Document text
+-------+
ITHACA, NY -- A lot of things are different this academic year when it comes to COVID-19. With 95% of the on-campus population vaccinated at Cornell University, and a much more infectious variant making the rounds through the campus, city, county and country, decisions are being made using old and new criteria. At this point last year, former Gov. Andrew Cuomo said schools must shut down if they had 200 positive cases in two weeks. This year, Cornell has had 304 positive cases just in the week from Aug. 26 to Sept. 1. The positivity rate is sitting 1.14% and there were 52 positive cases on Sept. 1 alone. The school is operating at alert level yellow: moderate risk. But for now, university administration is going to stay the course, continuing with on-campus, in-person learning.
“We’re in a very different position now than we were in the last year, facing decisions that are in many ways even more complex,” university president Martha Pollack said in a letter to the university community.
Indeed, while the vaccines aren’t necessarily providing great protection against contracting the disease, they are providing steadfast protection against severe illness. Pollack said none of the students who have tested positive so far this semester have been seriously ill and none have been hospitalized. This fact has been echoed repeatedly by the county’s public health director Frank Kruppa, who said the vast majority of the vaccinated people who become infected with the disease are asymptomatic or have very mild symptoms.
Pollack said students and faculty have “clearly said that they want to return to in-person instruction, and we have been looking forward for many months to a vibrant, fully active fall.” She added that the school will continue its testing program to gather data and monitor active cases and close contacts.
One of the challenges, Pollack said, is the high number of students in quarantine. As of Sept. 3, 34% of quarantine rooms are available, with 122 of 185 rooms occupied. Students in isolation keep up with classes using Zoom rooms and by crowdsourcing notes and recording lectures. Pollack said she envisions three potential outcomes for the semester.
Ideally, Pollack said, the number of infections on campus decreases to the point the school can return to green status, which loosens restrictions on gatherings and other activities. If transmission levels are low enough, testing frequency could also drop. She said the best way to achieve this is through vaccination, masking, keeping activities outdoors and participating in surveillance testing and contact tracing.
The second outcome Pollack envisions is that the semester continues as it’s begun, with higher rates of infection than last year but little to no severe illness, and little to no transmission within the classrooms.
“That will certainly mean significant stress on our community as we manage and support large numbers of students in isolation, but it may be the only way to balance our goal of providing in-person education with keeping the community as healthy as possible,” she said.
The final and worst outcome would be a continued rise in infections to the point that the university no longer has the capacity to support isolation, or to where there is a significant level of transmission in the classroom or other campus settings.
“Should we reach that point, we would need to implement additional restrictions, up to and including having all students quarantine in place and moving all courses online, or even shutting the campus down as we did in March of 2020,” Pollack said.
As of now, the university will stick to the status quo and hope for the best.
+-------+
Data below
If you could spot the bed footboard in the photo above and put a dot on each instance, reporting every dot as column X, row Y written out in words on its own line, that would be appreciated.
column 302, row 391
+-------+
Work instruction 1
From the article on COVID-19 at Cornell, write out the passage that begins at the words "The second outcome" and ends after the words "other campus settings.".
Work instruction 2
In the article on COVID-19 at Cornell, why does Pollack say the second outcome she envisions would put significant stress on the community? Answer in one to three sentences.

Exercise answer 1
The second outcome Pollack envisions is that the semester continues as it’s begun, with higher rates of infection than last year but little to no severe illness, and little to no transmission within the classrooms.
“That will certainly mean significant stress on our community as we manage and support large numbers of students in isolation, but it may be the only way to balance our goal of providing in-person education with keeping the community as healthy as possible,” she said.
The final and worst outcome would be a continued rise in infections to the point that the university no longer has the capacity to support isolation, or to where there is a significant level of transmission in the classroom or other campus settings.

Exercise answer 2
The second outcome would put significant stress on the community because the university would have to manage and support large numbers of students in isolation. Pollack says this may still be the only way to balance in-person education with keeping the community as healthy as possible.